THE TASK ▸ Every line of the records below from the line with "of the police" up to and including the line with "Target: police car front grille" must be reproduced exactly, and no line outside that range.

##### RECORDS FOR THIS TASK #####

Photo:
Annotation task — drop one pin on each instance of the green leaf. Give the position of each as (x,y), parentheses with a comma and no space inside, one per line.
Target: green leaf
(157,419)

#####
##### RECORDS FOR THIS TASK #####

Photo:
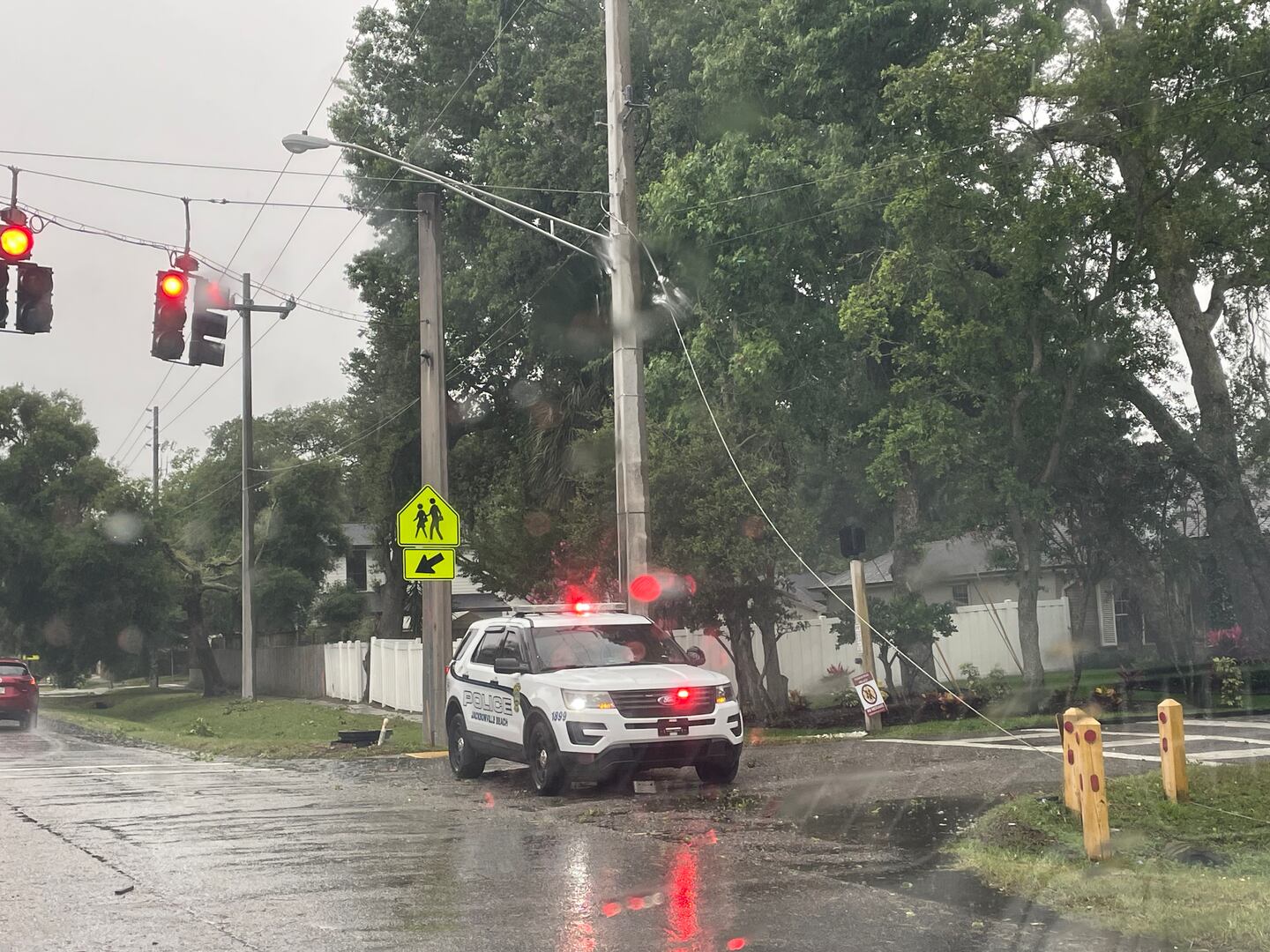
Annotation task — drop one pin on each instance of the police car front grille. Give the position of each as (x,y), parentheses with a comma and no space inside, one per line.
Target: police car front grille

#####

YOUR RESPONSE ▸
Annotation task — drop one pin on each instance of the police car front grille. Give the position of each as (x,y), parentheses with a comma and no space inside, one per line.
Target: police car front grille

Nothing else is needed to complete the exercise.